## WHAT NEEDS TO BE DONE
Can you copy out the listing below word for word, omitting the pictures?

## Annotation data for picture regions
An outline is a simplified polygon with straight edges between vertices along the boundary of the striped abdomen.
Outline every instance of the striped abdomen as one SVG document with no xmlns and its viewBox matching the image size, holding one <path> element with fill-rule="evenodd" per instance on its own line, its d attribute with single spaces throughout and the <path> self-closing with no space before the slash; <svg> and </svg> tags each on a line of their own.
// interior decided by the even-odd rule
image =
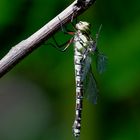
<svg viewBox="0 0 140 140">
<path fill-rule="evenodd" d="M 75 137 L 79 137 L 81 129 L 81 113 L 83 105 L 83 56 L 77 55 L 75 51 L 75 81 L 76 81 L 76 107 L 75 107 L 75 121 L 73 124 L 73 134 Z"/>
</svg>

## WRITTEN ANSWER
An outline is a simplified polygon with straight edges between vertices along the boundary of the striped abdomen.
Outline every instance of the striped abdomen as one SVG document with no xmlns and its viewBox matching the image size, holding one <path> element with fill-rule="evenodd" per instance on its own line, its d attribute with single spaces throughout and the <path> self-closing with no space before the slash; <svg> and </svg> tags each on a line of their own.
// interior decided by the even-odd rule
image =
<svg viewBox="0 0 140 140">
<path fill-rule="evenodd" d="M 75 137 L 79 137 L 81 129 L 81 113 L 83 105 L 83 56 L 77 55 L 75 51 L 75 81 L 76 81 L 76 107 L 75 107 L 75 121 L 73 124 L 73 134 Z"/>
</svg>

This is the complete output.